[WHAT IS EXPECTED]:
Please return every line of the material below that contains the word "bowl".

[MATERIALS PROVIDED]:
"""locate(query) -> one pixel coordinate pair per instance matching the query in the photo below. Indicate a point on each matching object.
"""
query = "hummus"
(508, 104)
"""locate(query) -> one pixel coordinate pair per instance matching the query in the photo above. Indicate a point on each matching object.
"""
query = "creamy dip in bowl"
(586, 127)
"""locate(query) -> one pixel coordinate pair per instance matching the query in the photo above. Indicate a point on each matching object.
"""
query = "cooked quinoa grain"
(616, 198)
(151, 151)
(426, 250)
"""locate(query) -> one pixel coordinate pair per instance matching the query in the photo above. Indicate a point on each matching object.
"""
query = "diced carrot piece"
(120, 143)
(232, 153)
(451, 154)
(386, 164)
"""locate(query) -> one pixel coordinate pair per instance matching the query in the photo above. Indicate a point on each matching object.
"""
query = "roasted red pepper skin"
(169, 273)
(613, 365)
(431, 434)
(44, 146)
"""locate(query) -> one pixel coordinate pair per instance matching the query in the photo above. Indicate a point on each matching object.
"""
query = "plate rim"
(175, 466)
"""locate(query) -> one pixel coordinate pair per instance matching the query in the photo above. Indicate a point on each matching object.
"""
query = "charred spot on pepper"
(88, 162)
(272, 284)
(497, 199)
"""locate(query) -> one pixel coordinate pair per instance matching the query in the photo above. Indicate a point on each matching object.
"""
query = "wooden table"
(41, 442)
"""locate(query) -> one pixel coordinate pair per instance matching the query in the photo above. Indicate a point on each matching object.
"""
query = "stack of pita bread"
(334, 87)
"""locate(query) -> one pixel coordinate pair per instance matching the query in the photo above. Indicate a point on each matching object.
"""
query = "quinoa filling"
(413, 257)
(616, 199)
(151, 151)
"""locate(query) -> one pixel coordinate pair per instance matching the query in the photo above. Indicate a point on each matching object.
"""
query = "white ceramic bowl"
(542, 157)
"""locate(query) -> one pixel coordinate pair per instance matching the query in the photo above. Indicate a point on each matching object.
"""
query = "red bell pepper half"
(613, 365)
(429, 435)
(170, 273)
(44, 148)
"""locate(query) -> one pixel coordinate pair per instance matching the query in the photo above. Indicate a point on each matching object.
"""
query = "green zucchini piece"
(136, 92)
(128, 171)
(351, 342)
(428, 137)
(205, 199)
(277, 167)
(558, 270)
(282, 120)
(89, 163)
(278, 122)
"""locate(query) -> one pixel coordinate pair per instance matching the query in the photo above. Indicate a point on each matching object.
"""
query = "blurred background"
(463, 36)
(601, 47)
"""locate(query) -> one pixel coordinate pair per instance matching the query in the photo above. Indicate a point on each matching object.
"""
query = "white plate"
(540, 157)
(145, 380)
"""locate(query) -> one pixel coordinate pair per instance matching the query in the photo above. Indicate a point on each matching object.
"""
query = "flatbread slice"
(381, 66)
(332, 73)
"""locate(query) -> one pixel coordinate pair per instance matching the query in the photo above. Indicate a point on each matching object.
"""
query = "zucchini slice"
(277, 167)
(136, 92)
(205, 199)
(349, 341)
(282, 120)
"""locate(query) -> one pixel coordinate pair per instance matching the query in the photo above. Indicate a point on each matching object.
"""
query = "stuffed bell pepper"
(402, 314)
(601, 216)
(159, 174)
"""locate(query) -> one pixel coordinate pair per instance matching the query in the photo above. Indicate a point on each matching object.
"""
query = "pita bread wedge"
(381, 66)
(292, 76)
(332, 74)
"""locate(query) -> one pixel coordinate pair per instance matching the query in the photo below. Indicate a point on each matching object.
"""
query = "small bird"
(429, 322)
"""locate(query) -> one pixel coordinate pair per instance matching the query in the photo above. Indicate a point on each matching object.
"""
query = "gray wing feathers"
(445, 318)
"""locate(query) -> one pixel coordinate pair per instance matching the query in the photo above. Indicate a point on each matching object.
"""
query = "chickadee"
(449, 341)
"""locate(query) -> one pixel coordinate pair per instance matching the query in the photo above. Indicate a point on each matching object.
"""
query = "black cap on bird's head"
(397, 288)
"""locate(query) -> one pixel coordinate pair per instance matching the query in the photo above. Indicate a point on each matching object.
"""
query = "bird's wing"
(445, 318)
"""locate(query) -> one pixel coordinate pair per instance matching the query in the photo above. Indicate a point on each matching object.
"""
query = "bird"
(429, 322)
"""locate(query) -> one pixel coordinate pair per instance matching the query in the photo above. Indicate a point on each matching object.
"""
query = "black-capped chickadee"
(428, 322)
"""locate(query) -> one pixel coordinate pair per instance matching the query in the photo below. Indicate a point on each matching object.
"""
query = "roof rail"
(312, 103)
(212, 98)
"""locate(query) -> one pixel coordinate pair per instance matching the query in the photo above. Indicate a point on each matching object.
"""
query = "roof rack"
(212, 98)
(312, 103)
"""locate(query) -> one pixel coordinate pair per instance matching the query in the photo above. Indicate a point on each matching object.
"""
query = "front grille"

[OUTPUT OF THE EXERCISE]:
query = "creamy dip in bowl"
query = "white ceramic bowl"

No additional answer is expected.